[[ DATASET EXCERPTS open ]]

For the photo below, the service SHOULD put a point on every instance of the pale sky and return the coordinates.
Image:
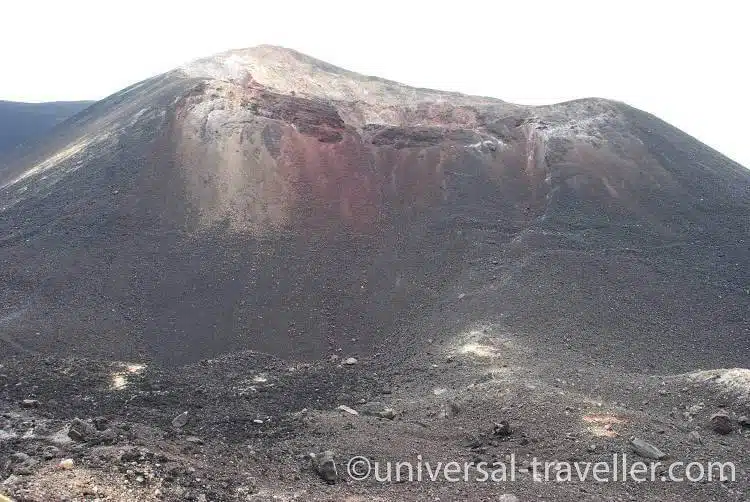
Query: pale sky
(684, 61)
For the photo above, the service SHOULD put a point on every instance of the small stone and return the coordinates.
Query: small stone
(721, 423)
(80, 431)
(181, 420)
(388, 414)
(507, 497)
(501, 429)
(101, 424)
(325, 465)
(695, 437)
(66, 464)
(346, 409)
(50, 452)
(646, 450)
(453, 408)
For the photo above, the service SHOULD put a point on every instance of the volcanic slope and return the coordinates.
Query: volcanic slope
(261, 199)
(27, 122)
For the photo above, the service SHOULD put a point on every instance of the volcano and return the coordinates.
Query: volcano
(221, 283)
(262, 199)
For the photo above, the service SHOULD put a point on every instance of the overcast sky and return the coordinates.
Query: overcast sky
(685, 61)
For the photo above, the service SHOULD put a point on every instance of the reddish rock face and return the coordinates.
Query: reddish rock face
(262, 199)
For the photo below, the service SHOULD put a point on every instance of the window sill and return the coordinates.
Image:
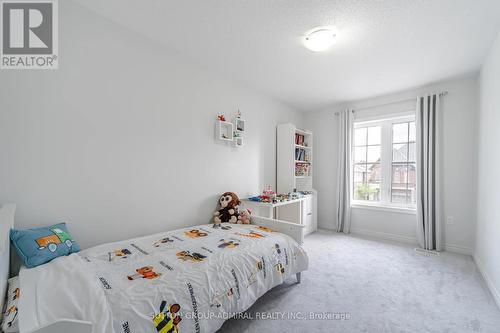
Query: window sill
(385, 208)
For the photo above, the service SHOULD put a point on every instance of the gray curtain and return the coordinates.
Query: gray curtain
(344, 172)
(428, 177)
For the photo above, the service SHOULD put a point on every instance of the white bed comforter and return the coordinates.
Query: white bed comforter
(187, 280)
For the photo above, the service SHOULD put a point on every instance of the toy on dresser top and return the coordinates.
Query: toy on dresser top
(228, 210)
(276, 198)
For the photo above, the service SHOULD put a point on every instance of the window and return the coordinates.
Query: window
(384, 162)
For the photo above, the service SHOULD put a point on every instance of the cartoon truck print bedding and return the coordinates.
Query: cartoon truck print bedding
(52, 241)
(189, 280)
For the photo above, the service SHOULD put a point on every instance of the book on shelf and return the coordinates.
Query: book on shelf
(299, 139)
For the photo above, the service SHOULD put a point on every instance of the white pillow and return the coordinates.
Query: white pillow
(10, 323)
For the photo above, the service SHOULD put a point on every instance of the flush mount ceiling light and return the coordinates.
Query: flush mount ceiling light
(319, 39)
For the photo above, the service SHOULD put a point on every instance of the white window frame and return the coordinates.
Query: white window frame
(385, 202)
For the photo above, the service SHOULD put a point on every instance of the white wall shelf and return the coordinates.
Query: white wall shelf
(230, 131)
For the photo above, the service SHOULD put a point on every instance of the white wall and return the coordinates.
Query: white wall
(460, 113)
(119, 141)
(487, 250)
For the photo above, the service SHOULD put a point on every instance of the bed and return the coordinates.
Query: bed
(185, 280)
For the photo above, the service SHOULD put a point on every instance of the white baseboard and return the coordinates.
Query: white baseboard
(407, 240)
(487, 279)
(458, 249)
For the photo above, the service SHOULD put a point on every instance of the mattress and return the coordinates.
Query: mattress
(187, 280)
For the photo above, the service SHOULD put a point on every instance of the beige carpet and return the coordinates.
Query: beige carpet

[[ DATASET EXCERPTS closed ]]
[[ DATASET EXCERPTS open ]]

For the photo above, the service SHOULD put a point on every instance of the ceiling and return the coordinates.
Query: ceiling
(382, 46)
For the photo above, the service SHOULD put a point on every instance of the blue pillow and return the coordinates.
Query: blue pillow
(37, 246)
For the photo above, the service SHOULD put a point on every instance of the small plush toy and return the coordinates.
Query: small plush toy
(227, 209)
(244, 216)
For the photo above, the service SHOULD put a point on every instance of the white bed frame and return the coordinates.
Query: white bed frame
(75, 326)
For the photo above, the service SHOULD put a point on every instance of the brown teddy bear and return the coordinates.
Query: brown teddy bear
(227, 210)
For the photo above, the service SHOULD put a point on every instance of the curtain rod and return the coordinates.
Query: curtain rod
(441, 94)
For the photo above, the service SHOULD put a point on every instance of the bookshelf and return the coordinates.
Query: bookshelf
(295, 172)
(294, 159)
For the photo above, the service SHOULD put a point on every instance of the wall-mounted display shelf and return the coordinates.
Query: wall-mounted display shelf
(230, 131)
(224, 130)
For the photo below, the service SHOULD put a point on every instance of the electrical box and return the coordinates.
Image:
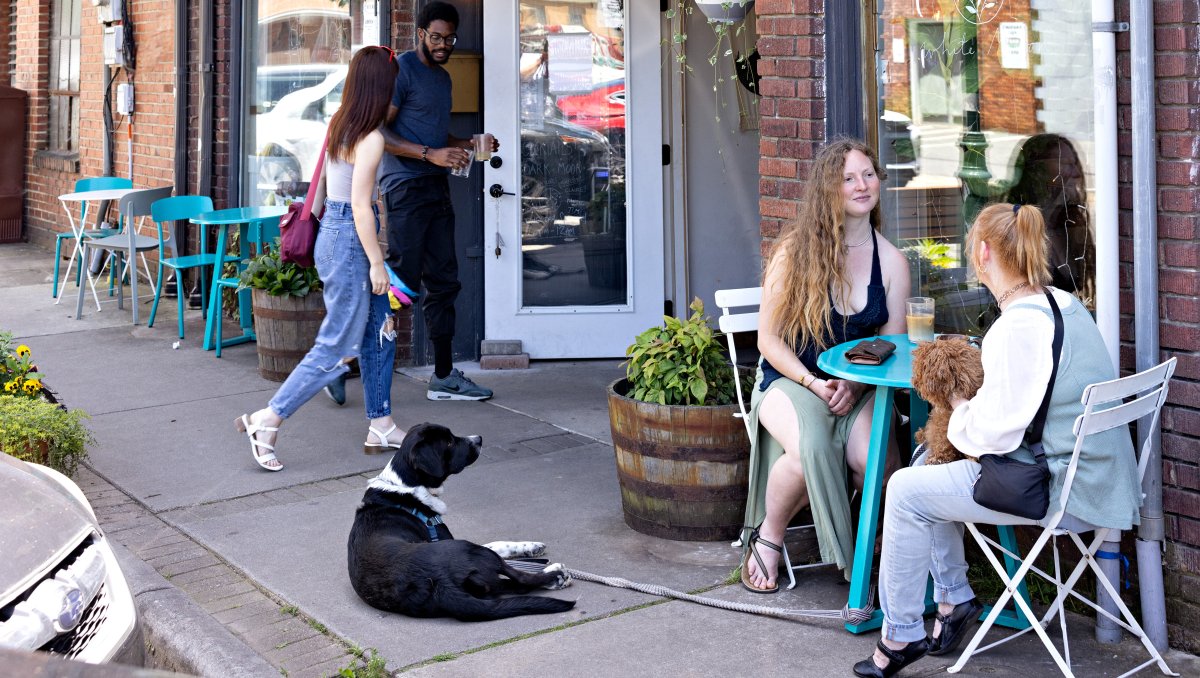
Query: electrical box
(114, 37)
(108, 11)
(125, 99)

[[ DATASET EXCERPTS closed ]]
[[ DATASET EXCERPTS open ]]

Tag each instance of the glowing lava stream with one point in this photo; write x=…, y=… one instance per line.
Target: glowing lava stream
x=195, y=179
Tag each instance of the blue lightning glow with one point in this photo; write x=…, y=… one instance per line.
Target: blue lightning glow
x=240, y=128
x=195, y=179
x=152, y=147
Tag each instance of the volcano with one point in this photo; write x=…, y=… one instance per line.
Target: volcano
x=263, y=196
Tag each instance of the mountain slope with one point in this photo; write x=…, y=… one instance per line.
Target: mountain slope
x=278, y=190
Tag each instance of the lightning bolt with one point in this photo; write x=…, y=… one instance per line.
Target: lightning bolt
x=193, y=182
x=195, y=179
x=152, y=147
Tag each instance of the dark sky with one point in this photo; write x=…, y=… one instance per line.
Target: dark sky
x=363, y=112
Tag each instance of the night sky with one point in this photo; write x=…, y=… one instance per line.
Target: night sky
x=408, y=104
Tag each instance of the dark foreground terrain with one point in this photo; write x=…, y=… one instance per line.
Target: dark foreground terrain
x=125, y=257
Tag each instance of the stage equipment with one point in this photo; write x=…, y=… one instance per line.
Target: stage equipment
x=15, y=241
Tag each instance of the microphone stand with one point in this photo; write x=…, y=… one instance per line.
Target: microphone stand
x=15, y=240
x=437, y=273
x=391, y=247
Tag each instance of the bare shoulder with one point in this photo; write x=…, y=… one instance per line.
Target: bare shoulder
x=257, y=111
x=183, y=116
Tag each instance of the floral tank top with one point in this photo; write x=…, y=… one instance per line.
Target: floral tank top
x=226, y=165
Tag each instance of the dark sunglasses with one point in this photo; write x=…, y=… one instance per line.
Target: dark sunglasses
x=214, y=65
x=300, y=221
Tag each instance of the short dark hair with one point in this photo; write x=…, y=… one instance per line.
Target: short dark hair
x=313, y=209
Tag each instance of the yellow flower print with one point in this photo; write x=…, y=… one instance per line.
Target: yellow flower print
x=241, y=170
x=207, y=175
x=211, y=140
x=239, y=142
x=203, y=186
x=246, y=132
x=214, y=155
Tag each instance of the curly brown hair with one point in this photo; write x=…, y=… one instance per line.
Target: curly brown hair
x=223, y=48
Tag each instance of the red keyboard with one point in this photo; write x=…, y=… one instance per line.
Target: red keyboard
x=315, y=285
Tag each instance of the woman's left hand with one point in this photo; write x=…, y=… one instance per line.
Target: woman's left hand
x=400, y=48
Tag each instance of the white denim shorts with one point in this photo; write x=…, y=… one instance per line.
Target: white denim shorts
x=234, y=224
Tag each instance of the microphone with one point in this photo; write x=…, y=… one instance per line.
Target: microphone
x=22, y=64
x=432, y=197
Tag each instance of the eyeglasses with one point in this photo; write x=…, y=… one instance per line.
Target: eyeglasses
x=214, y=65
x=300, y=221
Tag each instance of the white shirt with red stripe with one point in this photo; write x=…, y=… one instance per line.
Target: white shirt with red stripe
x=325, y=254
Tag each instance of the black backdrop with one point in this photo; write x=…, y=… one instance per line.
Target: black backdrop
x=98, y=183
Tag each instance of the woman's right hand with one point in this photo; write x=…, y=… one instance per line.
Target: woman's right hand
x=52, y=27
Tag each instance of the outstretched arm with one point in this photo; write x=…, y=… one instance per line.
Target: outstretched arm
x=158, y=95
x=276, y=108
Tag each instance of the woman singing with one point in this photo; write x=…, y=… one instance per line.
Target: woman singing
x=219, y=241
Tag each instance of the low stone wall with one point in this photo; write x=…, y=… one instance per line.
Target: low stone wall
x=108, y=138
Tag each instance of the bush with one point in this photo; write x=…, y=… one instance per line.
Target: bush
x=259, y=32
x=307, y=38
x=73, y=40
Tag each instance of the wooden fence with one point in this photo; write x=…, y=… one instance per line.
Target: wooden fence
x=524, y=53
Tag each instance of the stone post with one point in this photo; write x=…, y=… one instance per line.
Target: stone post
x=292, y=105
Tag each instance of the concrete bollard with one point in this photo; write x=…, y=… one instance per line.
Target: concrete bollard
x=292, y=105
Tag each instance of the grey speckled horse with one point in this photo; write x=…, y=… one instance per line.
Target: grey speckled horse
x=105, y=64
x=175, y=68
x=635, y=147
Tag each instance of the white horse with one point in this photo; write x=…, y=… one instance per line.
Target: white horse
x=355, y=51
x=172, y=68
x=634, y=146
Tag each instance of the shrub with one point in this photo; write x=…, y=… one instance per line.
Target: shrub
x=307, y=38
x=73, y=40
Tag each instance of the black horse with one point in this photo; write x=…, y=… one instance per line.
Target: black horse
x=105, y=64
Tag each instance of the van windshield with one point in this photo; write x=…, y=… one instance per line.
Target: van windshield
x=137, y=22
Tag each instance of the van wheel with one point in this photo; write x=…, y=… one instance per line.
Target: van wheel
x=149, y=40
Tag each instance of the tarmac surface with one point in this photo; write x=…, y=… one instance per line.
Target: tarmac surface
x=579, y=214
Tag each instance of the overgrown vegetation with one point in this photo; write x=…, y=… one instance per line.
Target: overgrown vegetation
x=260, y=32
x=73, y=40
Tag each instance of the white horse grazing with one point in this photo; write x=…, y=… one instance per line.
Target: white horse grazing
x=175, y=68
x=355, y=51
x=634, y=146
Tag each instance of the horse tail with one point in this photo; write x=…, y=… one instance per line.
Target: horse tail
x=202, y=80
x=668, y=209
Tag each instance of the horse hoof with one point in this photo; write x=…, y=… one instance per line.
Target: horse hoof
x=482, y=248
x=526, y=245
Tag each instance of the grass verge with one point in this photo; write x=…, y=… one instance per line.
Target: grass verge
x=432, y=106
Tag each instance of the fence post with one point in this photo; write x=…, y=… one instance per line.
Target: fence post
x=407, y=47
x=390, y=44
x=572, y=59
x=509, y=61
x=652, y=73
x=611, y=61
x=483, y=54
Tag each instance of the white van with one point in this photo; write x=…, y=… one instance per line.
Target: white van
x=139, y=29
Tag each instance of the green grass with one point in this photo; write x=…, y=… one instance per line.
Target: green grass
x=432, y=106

[[ DATASET EXCERPTS closed ]]

:: EXERCISE OBJECTIVE ::
Whenever the word "carpet" shows up in a line of the entries, copy that line.

:: RESULT FOR THIS TASK ::
For the photo above, the service SHOULD put a point on every instance of the beige carpet and return the coordinates.
Query: beige carpet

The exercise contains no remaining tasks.